**Your assignment:** Print each line below verbatim, skipping every picture.

**Source information:**
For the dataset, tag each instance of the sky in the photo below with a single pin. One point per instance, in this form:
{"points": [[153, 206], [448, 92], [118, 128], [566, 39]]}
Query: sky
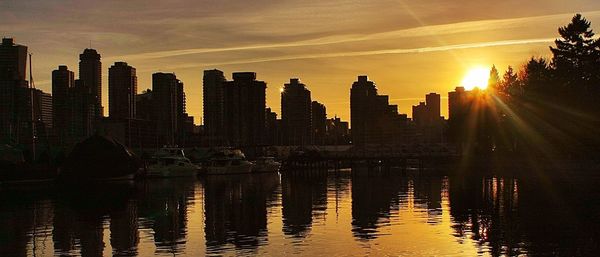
{"points": [[409, 48]]}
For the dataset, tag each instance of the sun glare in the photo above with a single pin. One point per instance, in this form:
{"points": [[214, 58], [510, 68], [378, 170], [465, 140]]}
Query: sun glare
{"points": [[476, 78]]}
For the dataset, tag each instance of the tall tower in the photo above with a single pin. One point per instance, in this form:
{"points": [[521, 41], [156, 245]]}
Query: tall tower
{"points": [[244, 110], [213, 83], [62, 83], [14, 99], [432, 101], [13, 60], [122, 88], [90, 74], [296, 113], [164, 88]]}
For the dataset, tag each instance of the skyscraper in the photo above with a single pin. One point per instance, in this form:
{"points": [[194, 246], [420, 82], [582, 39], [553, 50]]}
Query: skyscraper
{"points": [[296, 113], [319, 122], [62, 83], [432, 101], [374, 121], [14, 97], [13, 60], [164, 88], [90, 73], [122, 88], [213, 84], [244, 110]]}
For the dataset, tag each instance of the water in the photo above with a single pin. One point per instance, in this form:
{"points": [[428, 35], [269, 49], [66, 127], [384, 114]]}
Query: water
{"points": [[340, 214]]}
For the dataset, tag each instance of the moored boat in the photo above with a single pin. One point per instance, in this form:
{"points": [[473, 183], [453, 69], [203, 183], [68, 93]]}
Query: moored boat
{"points": [[171, 162], [266, 164]]}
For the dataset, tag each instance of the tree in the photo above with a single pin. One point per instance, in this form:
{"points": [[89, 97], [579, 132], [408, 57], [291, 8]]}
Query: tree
{"points": [[535, 76], [494, 80], [510, 82], [576, 56]]}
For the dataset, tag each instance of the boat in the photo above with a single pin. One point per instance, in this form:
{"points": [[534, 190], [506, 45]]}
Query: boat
{"points": [[171, 162], [228, 161], [266, 164], [99, 158]]}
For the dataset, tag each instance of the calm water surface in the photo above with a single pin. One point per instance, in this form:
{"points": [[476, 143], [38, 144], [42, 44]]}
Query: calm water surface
{"points": [[340, 214]]}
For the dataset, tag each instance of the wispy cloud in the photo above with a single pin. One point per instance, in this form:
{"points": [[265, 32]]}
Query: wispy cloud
{"points": [[373, 52], [432, 30]]}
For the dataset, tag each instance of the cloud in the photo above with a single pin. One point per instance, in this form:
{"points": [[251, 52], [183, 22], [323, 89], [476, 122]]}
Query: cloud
{"points": [[423, 31], [372, 52]]}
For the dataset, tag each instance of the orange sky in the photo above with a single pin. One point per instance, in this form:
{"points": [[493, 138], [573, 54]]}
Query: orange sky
{"points": [[409, 48]]}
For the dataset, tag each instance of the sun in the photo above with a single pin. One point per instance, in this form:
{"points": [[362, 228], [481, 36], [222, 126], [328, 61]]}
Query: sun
{"points": [[476, 78]]}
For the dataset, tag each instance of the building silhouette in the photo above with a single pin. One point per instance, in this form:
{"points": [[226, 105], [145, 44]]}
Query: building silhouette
{"points": [[13, 62], [63, 81], [165, 95], [273, 128], [319, 122], [122, 88], [338, 132], [296, 113], [213, 102], [144, 104], [82, 112], [374, 120], [90, 74], [244, 110]]}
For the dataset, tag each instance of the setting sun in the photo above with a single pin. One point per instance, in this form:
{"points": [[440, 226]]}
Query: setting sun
{"points": [[476, 78]]}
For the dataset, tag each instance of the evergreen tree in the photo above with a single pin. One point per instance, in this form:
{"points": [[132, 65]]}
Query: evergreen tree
{"points": [[536, 76], [494, 80], [510, 82], [576, 56]]}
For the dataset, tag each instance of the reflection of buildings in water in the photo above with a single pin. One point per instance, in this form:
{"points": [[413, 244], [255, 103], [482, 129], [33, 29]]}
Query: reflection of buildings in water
{"points": [[236, 210], [124, 235], [373, 198], [302, 198], [79, 218], [16, 221], [486, 211], [428, 196], [163, 208]]}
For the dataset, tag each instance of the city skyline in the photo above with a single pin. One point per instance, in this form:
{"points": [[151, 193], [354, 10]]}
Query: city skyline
{"points": [[429, 50]]}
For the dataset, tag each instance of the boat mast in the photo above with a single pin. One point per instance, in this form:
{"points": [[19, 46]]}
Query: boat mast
{"points": [[32, 100]]}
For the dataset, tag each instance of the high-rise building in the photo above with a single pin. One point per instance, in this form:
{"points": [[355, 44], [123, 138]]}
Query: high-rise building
{"points": [[144, 105], [319, 122], [90, 73], [82, 109], [244, 110], [62, 83], [122, 88], [420, 114], [296, 113], [14, 98], [273, 136], [432, 101], [165, 88], [213, 84], [374, 121], [13, 60], [338, 132]]}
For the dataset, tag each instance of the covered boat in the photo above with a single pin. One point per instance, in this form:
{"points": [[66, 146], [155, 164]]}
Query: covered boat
{"points": [[99, 158]]}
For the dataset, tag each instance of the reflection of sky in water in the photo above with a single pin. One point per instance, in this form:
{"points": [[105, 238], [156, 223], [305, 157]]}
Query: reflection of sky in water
{"points": [[265, 215]]}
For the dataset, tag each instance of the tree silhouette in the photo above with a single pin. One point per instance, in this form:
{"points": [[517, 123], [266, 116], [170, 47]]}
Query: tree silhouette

**Expected output:**
For the dataset, tag each instance of the sky in the photo below with a single pin. One point per instance, in this form:
{"points": [[153, 206], [448, 92], [118, 128], [566, 39]]}
Query: sky
{"points": [[409, 48]]}
For the dataset, tag each instance of the sun glare in the photo above with a single pin. One point per instance, in this form:
{"points": [[214, 58], [510, 68], [378, 170], [465, 140]]}
Query: sun glare
{"points": [[476, 78]]}
For the dataset, tag each instance of the tall tower in the photo above with a single pin. One point per instance, in this form:
{"points": [[521, 41], [156, 245]]}
Query: tall tower
{"points": [[244, 110], [213, 83], [62, 83], [14, 99], [432, 101], [13, 60], [122, 88], [90, 74], [296, 113], [164, 88]]}
For the dataset, tag each instance of the skyscraper in the photo above with a single pin. One point per instance, in this form:
{"points": [[194, 246], [420, 82], [582, 39], [553, 50]]}
Query: skyscraper
{"points": [[296, 113], [319, 122], [62, 83], [432, 101], [374, 121], [14, 97], [13, 60], [164, 88], [90, 73], [122, 88], [213, 84], [244, 110]]}
For the dataset, tag each instance of the water in the photo above with a single pin. One point per instance, in this form:
{"points": [[428, 35], [269, 49], [66, 127], [384, 114]]}
Query: water
{"points": [[340, 214]]}
For the dataset, tag each instance of the moored boat in the photo above with a single pin. One point per instance, in this form:
{"points": [[473, 183], [453, 69], [203, 183], [68, 93]]}
Query: moored boat
{"points": [[171, 162], [266, 164]]}
For the dataset, tag each instance of the tree in the photo above with a single pin. One point per instance, in this form:
{"points": [[89, 97], [579, 132], [408, 57], [291, 8]]}
Query: tree
{"points": [[535, 76], [494, 80], [510, 82], [576, 56]]}
For the dataset, tag each instance of the boat in the photo above with a single pin. One point per instance, in this form:
{"points": [[534, 190], [506, 45]]}
Query: boat
{"points": [[171, 162], [228, 161], [266, 164], [99, 158]]}
For the dataset, tag each instance of the calm water surface in the photo above with a single pin. One point per instance, in this form:
{"points": [[476, 143], [38, 144], [42, 44]]}
Query: calm water surface
{"points": [[340, 214]]}
For the dataset, tag each instance of the wispy cloud in the photo above with a single pin. One point per instance, in this form:
{"points": [[265, 32]]}
Query: wispy cloud
{"points": [[373, 52], [432, 30]]}
For the dataset, tag each instance of the cloud in the photo above with a single pin. One point per instance, in this form:
{"points": [[251, 52], [183, 22], [323, 89], [476, 122]]}
Query: cloud
{"points": [[423, 31], [372, 52]]}
For the dataset, tag each instance of the orange sky in the photo above with a single pin. One point per instance, in this form:
{"points": [[493, 138], [573, 54]]}
Query: orange sky
{"points": [[409, 48]]}
For the dataset, tag each instance of the sun in the photo above with a single pin. One point per instance, in this form:
{"points": [[362, 228], [481, 36], [222, 126], [328, 61]]}
Query: sun
{"points": [[476, 78]]}
For the dataset, tag each instance of the building silhouette in the photo above with a single pin. One point per instance, in this form:
{"points": [[226, 105], [145, 44]]}
Query: building silhouette
{"points": [[13, 62], [63, 81], [165, 95], [273, 128], [319, 122], [122, 88], [338, 132], [296, 113], [213, 102], [144, 104], [82, 112], [374, 120], [90, 74], [244, 110]]}
For the dataset, tag each instance of the setting sun in the photo above with a single pin. One point per instance, in this form:
{"points": [[440, 226]]}
Query: setting sun
{"points": [[476, 78]]}
For the dataset, tag each instance of the evergreen tree in the photo above with a single pin. One point per instance, in this form:
{"points": [[132, 65]]}
Query: evergreen tree
{"points": [[536, 76], [494, 80], [510, 82], [576, 56]]}
For the dataset, tag each instance of the reflection of buildings in water in the photo above with a single pin. One point per instance, in this form:
{"points": [[413, 244], [255, 103], [482, 129], [33, 29]]}
Query: reflection of buildings in water
{"points": [[236, 210], [124, 235], [373, 198], [302, 198], [79, 218], [16, 221], [486, 211], [428, 196], [163, 208]]}
For the dataset, tag each instance of the city skyline in the photo above with a single pin. One point per instance, in this form:
{"points": [[151, 193], [354, 10]]}
Query: city skyline
{"points": [[429, 50]]}
For the dataset, tag each instance of the boat mast in the photo above with a single pin. One point per instance, in this form:
{"points": [[19, 46]]}
Query: boat mast
{"points": [[32, 100]]}
For the dataset, tag each instance of the high-rise building in the photo above with a single pin. One point per instance, in this form:
{"points": [[355, 44], [123, 138]]}
Query: high-rise building
{"points": [[144, 105], [319, 122], [90, 73], [82, 109], [244, 110], [62, 83], [122, 88], [420, 114], [296, 113], [14, 98], [273, 136], [432, 101], [165, 88], [213, 84], [374, 121], [13, 60], [338, 132]]}
For the dataset, tag each instance of the covered boat in the photo above with a single pin. One point per instance, in this form:
{"points": [[66, 146], [155, 164]]}
Query: covered boat
{"points": [[99, 158]]}
For the dataset, tag each instance of the reflection of sky in water in the photo above with a single pin. One point per instance, in this form:
{"points": [[105, 238], [156, 223], [305, 157]]}
Query: reflection of sky in water
{"points": [[265, 215]]}
For the dataset, tag each instance of the tree silhouette in the photo above with a single pin. One point per instance, in this form:
{"points": [[517, 123], [266, 116], [170, 47]]}
Query: tree silhouette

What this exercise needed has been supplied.